*Problem statement*: Copy the passage about Pritish Nandy word for word, in full.

* start Document extract *

On 28 November 2012 Pritish Nandy founded World Compassion Day, a platform for promoting the values of compassion and ahimsa, and the first lecture on the occasion was delivered in Mumbai by the 14th Dalai Lama who spoke on the ethical treatment of animals.

Film and television
Nandy founded Pritish Nandy Communications in 1993 and remains its non-executive chairman and creative mentor. The company's first programme was a chat show titled The Pritish Nandy Show which aired on Doordarshan, India's public broadcasting channel. This was the first signature show on Indian television. This was followed by Fiscal Fitness: The Pritish Nandy Business Show, India's first weekly business show, on Zee TV.

Nandy has presented over 500 news and current affairs shows on Doordarshan, Zee TV and Sony TV.

He has made 24 films over the years, which have won numerous awards and much critical acclaim. His company Pritish Nandy Communications spearheaded the multiplex film genre in India.

The very successful Original series made by his company, ‘’Four More Shots Please!’’ (for Amazon and streaming on Prime Video) won an International Emmy nomination in 2020 and several other awards across the world. The Amazon India Creative Head called it their most watched show out of India in a quote to the New York Times which carried a major story on the show and its impact.

‘’Modern Love Mumbai’’, his most recent Original show (2022) has been critically acclaimed and opened to a record breaking viewership.

* end Document extract *
* start Data supplied *

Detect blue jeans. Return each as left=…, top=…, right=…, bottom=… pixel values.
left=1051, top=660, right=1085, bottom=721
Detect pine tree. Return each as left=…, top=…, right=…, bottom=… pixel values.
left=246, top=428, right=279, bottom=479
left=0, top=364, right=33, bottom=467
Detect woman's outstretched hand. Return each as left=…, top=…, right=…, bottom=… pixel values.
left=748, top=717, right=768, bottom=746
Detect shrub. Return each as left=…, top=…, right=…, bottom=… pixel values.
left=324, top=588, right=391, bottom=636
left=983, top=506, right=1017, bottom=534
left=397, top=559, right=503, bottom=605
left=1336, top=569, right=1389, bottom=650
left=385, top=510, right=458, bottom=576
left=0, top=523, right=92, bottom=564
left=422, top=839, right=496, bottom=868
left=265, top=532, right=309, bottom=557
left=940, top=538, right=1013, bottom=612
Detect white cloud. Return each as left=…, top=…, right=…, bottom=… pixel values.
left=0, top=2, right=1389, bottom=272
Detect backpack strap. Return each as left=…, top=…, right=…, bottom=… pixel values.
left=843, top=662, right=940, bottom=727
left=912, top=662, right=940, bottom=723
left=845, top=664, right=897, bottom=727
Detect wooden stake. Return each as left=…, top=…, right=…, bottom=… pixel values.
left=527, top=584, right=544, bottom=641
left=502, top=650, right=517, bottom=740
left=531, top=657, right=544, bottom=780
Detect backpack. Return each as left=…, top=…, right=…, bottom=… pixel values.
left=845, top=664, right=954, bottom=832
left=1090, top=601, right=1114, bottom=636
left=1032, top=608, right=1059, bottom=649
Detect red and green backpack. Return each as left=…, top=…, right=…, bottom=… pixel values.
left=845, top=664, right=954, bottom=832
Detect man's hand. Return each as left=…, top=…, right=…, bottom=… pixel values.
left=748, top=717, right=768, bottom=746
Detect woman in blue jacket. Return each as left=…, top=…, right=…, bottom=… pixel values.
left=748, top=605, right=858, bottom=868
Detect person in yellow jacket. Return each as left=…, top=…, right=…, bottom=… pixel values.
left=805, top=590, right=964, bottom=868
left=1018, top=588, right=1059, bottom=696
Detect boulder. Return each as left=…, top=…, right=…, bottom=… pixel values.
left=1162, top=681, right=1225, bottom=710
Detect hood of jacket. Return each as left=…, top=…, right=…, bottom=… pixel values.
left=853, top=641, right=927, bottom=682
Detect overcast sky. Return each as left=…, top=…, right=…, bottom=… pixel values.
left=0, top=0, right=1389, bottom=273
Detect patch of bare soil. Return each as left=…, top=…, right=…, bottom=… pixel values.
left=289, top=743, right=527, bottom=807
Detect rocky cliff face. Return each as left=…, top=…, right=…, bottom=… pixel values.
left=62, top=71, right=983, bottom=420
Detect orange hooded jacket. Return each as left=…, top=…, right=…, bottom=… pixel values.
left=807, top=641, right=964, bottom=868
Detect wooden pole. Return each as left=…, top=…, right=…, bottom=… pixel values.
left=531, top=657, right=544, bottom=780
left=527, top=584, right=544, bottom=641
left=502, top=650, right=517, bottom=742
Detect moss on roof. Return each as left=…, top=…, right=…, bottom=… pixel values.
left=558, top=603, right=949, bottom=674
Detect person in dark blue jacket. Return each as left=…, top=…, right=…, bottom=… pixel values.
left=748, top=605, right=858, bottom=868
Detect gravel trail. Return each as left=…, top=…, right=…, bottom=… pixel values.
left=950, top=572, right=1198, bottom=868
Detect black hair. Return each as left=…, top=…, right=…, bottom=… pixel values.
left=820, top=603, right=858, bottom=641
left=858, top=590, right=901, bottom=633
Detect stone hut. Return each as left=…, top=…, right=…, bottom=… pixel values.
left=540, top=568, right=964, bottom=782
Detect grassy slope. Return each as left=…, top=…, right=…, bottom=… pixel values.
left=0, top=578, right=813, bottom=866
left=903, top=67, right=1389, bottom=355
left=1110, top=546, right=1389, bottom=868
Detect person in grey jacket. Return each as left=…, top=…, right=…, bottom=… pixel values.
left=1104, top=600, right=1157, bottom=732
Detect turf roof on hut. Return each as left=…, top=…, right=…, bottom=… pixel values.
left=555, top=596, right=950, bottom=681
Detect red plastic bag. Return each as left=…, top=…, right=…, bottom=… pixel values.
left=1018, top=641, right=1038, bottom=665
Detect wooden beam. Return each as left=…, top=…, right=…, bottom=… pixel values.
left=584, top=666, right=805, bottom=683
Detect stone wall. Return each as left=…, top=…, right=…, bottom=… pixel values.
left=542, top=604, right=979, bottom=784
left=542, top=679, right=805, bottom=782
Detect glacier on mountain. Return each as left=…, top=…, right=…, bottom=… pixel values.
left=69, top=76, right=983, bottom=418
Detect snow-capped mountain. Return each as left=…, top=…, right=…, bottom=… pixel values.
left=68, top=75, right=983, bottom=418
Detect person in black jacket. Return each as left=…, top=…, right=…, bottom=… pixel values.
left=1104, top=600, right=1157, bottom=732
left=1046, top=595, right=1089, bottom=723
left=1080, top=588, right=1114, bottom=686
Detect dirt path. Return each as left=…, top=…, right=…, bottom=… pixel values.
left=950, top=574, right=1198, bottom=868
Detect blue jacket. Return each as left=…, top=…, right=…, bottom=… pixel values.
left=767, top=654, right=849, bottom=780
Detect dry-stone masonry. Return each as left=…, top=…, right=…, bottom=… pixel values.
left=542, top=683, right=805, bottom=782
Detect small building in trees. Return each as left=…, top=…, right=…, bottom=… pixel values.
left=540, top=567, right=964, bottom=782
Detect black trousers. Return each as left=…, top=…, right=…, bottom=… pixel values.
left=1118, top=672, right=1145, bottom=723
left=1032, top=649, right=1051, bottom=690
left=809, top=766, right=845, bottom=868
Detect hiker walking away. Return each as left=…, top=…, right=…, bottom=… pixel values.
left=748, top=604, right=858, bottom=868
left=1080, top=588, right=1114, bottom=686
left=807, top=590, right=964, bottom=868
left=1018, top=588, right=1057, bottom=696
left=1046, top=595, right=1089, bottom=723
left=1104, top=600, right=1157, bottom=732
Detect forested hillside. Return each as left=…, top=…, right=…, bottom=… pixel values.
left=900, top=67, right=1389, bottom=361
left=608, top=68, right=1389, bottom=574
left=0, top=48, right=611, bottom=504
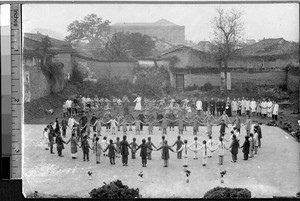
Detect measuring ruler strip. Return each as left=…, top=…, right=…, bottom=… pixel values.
left=10, top=4, right=23, bottom=179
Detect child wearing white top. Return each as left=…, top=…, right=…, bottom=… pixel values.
left=214, top=137, right=228, bottom=165
left=194, top=140, right=213, bottom=166
left=207, top=136, right=215, bottom=158
left=176, top=140, right=191, bottom=167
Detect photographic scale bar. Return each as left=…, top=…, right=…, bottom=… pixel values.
left=10, top=4, right=22, bottom=179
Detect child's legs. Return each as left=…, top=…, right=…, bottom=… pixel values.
left=249, top=149, right=253, bottom=158
left=194, top=151, right=198, bottom=159
left=219, top=155, right=223, bottom=165
left=202, top=156, right=207, bottom=165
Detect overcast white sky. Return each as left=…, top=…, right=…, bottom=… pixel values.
left=2, top=4, right=299, bottom=42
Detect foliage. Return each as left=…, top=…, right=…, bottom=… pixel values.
left=134, top=66, right=171, bottom=98
left=203, top=186, right=251, bottom=199
left=24, top=36, right=64, bottom=92
left=105, top=32, right=155, bottom=60
left=65, top=13, right=111, bottom=48
left=184, top=84, right=201, bottom=91
left=211, top=9, right=244, bottom=91
left=70, top=61, right=83, bottom=83
left=89, top=180, right=142, bottom=199
left=201, top=82, right=214, bottom=91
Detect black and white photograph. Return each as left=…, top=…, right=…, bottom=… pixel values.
left=22, top=2, right=300, bottom=199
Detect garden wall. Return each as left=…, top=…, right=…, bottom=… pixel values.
left=72, top=56, right=137, bottom=80
left=171, top=71, right=288, bottom=87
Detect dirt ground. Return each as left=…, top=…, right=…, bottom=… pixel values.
left=23, top=124, right=300, bottom=198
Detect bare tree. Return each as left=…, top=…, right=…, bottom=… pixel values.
left=211, top=8, right=244, bottom=91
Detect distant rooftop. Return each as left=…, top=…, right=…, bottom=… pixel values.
left=112, top=19, right=180, bottom=26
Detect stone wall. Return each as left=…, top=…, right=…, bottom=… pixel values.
left=171, top=71, right=288, bottom=87
left=23, top=53, right=73, bottom=102
left=72, top=56, right=137, bottom=80
left=287, top=71, right=300, bottom=91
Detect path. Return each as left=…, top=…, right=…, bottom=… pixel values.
left=23, top=125, right=300, bottom=198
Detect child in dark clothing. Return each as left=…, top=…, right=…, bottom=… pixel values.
left=103, top=140, right=117, bottom=165
left=241, top=136, right=250, bottom=160
left=171, top=136, right=184, bottom=159
left=129, top=138, right=138, bottom=159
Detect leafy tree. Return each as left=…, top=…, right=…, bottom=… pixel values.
left=104, top=32, right=130, bottom=60
left=65, top=13, right=111, bottom=48
left=105, top=32, right=155, bottom=60
left=24, top=36, right=64, bottom=92
left=89, top=180, right=142, bottom=199
left=211, top=9, right=244, bottom=91
left=203, top=186, right=251, bottom=199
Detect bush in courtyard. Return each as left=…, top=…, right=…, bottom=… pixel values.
left=89, top=180, right=142, bottom=199
left=203, top=186, right=251, bottom=199
left=184, top=84, right=200, bottom=91
left=201, top=82, right=214, bottom=91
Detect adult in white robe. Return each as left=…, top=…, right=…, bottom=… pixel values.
left=133, top=96, right=142, bottom=110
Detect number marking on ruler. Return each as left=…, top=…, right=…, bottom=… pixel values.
left=10, top=4, right=23, bottom=179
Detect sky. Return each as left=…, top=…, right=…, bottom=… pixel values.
left=1, top=3, right=299, bottom=42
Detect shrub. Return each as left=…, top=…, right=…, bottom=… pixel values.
left=89, top=180, right=142, bottom=199
left=201, top=82, right=214, bottom=91
left=203, top=186, right=251, bottom=199
left=184, top=84, right=200, bottom=91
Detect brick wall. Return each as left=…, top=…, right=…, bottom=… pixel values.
left=72, top=56, right=137, bottom=80
left=23, top=53, right=73, bottom=102
left=287, top=72, right=300, bottom=91
left=171, top=71, right=285, bottom=87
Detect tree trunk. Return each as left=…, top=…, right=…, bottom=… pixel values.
left=298, top=68, right=300, bottom=120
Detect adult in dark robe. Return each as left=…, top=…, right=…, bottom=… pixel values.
left=103, top=139, right=117, bottom=166
left=55, top=131, right=66, bottom=157
left=120, top=135, right=131, bottom=166
left=156, top=113, right=164, bottom=130
left=79, top=114, right=88, bottom=133
left=90, top=113, right=97, bottom=132
left=122, top=98, right=129, bottom=116
left=232, top=113, right=242, bottom=132
left=138, top=113, right=146, bottom=131
left=136, top=139, right=153, bottom=167
left=216, top=98, right=222, bottom=116
left=241, top=136, right=250, bottom=160
left=220, top=99, right=226, bottom=115
left=157, top=140, right=174, bottom=167
left=66, top=132, right=78, bottom=159
left=168, top=111, right=176, bottom=131
left=225, top=99, right=232, bottom=117
left=209, top=98, right=216, bottom=115
left=54, top=118, right=60, bottom=134
left=254, top=123, right=262, bottom=148
left=81, top=135, right=91, bottom=161
left=229, top=135, right=240, bottom=163
left=61, top=119, right=68, bottom=137
left=202, top=97, right=208, bottom=114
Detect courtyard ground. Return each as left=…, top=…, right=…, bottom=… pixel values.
left=23, top=124, right=300, bottom=198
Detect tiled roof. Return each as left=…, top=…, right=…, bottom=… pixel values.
left=24, top=33, right=73, bottom=52
left=161, top=45, right=205, bottom=56
left=238, top=38, right=295, bottom=56
left=112, top=19, right=179, bottom=26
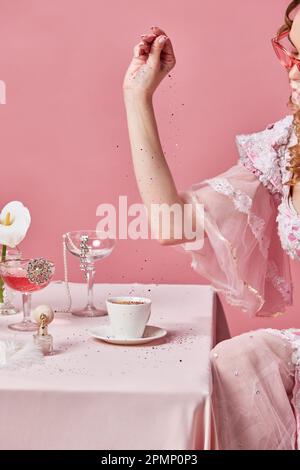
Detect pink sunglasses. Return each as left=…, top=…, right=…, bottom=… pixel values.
left=272, top=31, right=300, bottom=72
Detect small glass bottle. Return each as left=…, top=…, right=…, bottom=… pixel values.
left=33, top=313, right=53, bottom=356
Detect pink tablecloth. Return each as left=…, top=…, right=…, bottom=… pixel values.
left=0, top=283, right=225, bottom=450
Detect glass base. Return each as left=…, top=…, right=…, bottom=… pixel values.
left=8, top=320, right=38, bottom=331
left=0, top=302, right=20, bottom=316
left=72, top=306, right=107, bottom=317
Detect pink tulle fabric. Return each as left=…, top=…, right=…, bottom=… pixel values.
left=172, top=115, right=300, bottom=316
left=211, top=329, right=300, bottom=450
left=172, top=116, right=300, bottom=450
left=172, top=164, right=292, bottom=316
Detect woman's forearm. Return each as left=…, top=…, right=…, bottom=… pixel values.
left=124, top=92, right=180, bottom=208
left=124, top=95, right=191, bottom=243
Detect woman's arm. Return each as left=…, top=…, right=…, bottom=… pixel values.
left=123, top=28, right=196, bottom=245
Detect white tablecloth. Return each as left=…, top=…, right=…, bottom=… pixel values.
left=0, top=283, right=226, bottom=450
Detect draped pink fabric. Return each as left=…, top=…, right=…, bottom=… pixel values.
left=211, top=329, right=300, bottom=450
left=172, top=164, right=292, bottom=316
left=172, top=115, right=300, bottom=450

* end Data supplied *

*Reply*:
On 28 November 2012 Pritish Nandy founded World Compassion Day, a platform for promoting the values of compassion and ahimsa, and the first lecture on the occasion was delivered in Mumbai by the 14th Dalai Lama who spoke on the ethical treatment of animals.

Film and television
Nandy founded Pritish Nandy Communications in 1993 and remains its non-executive chairman and creative mentor. The company's first programme was a chat show titled The Pritish Nandy Show which aired on Doordarshan, India's public broadcasting channel. This was the first signature show on Indian television. This was followed by Fiscal Fitness: The Pritish Nandy Business Show, India's first weekly business show, on Zee TV.

Nandy has presented over 500 news and current affairs shows on Doordarshan, Zee TV and Sony TV.

He has made 24 films over the years, which have won numerous awards and much critical acclaim. His company Pritish Nandy Communications spearheaded the multiplex film genre in India.

The very successful Original series made by his company, ‘’Four More Shots Please!’’ (for Amazon and streaming on Prime Video) won an International Emmy nomination in 2020 and several other awards across the world. The Amazon India Creative Head called it their most watched show out of India in a quote to the New York Times which carried a major story on the show and its impact.

‘’Modern Love Mumbai’’, his most recent Original show (2022) has been critically acclaimed and opened to a record breaking viewership.